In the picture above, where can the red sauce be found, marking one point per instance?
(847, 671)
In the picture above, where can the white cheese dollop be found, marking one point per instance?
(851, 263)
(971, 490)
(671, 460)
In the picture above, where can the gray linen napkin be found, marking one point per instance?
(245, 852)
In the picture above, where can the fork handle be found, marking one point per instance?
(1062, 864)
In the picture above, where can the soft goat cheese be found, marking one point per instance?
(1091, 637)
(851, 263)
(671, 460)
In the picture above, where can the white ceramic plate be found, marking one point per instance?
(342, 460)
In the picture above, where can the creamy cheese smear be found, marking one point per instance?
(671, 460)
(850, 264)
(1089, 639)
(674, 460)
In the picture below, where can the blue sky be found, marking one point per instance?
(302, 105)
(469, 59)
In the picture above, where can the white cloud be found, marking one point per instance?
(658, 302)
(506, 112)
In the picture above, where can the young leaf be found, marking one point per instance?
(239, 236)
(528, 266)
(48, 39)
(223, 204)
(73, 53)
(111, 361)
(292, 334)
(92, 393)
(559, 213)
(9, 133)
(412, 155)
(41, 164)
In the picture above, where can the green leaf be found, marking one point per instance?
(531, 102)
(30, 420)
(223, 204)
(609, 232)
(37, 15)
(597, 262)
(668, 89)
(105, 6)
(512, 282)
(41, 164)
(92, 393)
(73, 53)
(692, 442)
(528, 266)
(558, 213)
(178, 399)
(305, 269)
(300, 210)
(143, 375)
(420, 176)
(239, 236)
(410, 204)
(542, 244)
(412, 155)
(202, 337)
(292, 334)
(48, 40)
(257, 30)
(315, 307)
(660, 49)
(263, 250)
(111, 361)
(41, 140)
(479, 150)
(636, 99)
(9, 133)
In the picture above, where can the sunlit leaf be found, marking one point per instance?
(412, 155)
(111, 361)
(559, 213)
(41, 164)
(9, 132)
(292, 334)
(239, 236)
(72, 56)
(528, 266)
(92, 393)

#####

# Short exercise
Rewrite all of the material above, changing every "marking one point per instance" to "with one point for each instance" and leaving everything else as it is.

# Task response
In the picture above, where can the red sauce be found, with one point for each instance?
(847, 671)
In the picture above, where can the white cheese dollop be found, with one point for each instance?
(851, 263)
(971, 490)
(671, 460)
In the picture above, where can the gray linen napkin be found, with one point for each instance?
(245, 852)
In the picture above, where can the fork handle be found, with one point for each instance?
(1062, 864)
In the picture above, where can the soft goat cheese be found, with one point for each instance?
(1091, 637)
(851, 263)
(671, 460)
In the picture above, where can the white ceramic plate be found, with one point for each instance?
(342, 460)
In the picture above, where can the creamy cheese smear be found, with one point for each instance?
(671, 460)
(850, 264)
(1089, 639)
(674, 460)
In the picture below, where can the blue sky be found, with one point for each instance?
(302, 105)
(469, 59)
In the picture above, where can the white cloud be found, with one point for each instance?
(658, 302)
(506, 112)
In the picture above, where can the young leaf be found, with one point for each instance?
(239, 236)
(528, 266)
(48, 39)
(223, 204)
(73, 53)
(111, 361)
(292, 334)
(92, 393)
(559, 213)
(9, 133)
(412, 155)
(41, 164)
In the picture above, where can the green leaf be found, with one point for each instance?
(531, 102)
(30, 420)
(223, 204)
(609, 232)
(37, 15)
(597, 262)
(668, 89)
(105, 6)
(512, 282)
(41, 164)
(92, 393)
(73, 53)
(692, 442)
(528, 266)
(558, 213)
(178, 399)
(305, 269)
(300, 210)
(143, 375)
(420, 176)
(239, 236)
(410, 204)
(542, 244)
(412, 155)
(202, 337)
(292, 334)
(48, 40)
(257, 30)
(315, 307)
(660, 49)
(263, 250)
(111, 361)
(41, 140)
(479, 150)
(636, 99)
(9, 133)
In the picture above, where can the sunlit leaf be found, with one point for each instance?
(412, 155)
(111, 361)
(559, 213)
(41, 164)
(9, 132)
(292, 334)
(239, 236)
(72, 56)
(528, 266)
(92, 393)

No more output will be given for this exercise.